### Aufgabenstellung:
Beantworte bitte diese Fragen zum Übungstext:
1. Aus welchem Land stammt die Angstfantasie vom «Bevölkerungsaustausch»?
2. In welchem Jahr stellte ein rechtsnationaler Schriftsteller seine Behauptung über die «technokratischen Eliten» auf?
3. Wo stand die Verschwörungstheorie in grossen Buchstaben auf einem Plakat?

### Übungstext:
● ● ● ● ● ● ●
Die USA werden diverser, viele weisse Konservative fürchten sich vor dem Machtverlust – und flüchten sich in die rassistische Theorie des ‘Grossen Austauschs’».
Die Angstfantasie vom «Bevölkerungsaustausch» stammt aus Frankreich
Auch Europa ist nicht vor dieser irren Idee gefeit, die ihren Ursprung in Frankreich hat. Ein rechtsnationaler Schriftsteller behauptete im Jahr 2010, die «technokratischen Eliten» würden gezielt Einwanderer nach Frankreich holen, um die einheimische Bevölkerung zu verdrängen (weshalb das Unsinn ist, steht am Schluss dieses Artikels).
Seither wurde die Verschwörungstheorie immer sichtbarer und tauchte auch in der Schweiz auf. Philipp Loser schreibt dazu:
«Sie stand in grossen Buchstaben auf einem Plakat bei der Demonstration der Corona-Gegner in Wien. Ein Jung-SVPler und Vorstandsmitglied von Mass-Voll verbreitet sie in den sozialen Medien, ein ehemaliger Nationalrat der Volkspartei tat das ebenso.»
● ● ● ● ● ● ●
### Quelldaten:
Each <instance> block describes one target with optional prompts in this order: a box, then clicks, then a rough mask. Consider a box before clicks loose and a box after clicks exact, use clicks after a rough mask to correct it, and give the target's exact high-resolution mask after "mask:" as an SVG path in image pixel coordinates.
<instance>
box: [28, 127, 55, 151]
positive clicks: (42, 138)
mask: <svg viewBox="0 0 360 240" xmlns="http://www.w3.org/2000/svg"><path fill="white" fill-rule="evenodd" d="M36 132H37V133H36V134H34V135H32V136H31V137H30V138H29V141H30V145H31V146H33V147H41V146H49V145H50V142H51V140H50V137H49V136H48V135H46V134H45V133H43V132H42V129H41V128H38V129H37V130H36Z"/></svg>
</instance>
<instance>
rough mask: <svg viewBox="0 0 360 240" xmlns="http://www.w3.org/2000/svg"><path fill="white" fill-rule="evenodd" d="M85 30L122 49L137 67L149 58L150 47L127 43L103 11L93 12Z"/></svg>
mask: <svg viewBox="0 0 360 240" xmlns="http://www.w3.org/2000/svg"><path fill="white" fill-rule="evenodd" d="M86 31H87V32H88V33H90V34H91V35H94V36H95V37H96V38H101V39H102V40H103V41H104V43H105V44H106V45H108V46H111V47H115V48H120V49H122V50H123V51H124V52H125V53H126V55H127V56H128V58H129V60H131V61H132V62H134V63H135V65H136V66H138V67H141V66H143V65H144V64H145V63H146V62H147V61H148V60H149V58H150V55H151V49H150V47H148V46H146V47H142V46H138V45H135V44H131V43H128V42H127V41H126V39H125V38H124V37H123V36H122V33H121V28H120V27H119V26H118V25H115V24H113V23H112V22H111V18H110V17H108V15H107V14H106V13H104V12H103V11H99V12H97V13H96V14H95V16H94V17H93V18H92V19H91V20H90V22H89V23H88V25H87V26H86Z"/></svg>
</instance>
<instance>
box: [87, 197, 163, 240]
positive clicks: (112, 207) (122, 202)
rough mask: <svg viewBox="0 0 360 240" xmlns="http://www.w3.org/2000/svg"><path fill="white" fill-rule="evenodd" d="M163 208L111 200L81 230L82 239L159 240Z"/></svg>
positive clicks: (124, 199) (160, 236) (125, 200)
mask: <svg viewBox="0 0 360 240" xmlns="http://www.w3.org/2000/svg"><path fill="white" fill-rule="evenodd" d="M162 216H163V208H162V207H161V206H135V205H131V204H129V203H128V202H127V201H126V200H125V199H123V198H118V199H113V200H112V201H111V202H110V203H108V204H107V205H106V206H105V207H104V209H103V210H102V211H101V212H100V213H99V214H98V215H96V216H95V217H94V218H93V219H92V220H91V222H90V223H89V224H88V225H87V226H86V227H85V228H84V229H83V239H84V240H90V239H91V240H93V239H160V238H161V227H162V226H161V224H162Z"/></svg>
● ● ● ● ● ● ●
### Schriftliche Antwort:
1. Aus Frankreich.
2. Im Jahr 2010.
3. Bei der Demonstration der Corona-Gegner in Wien.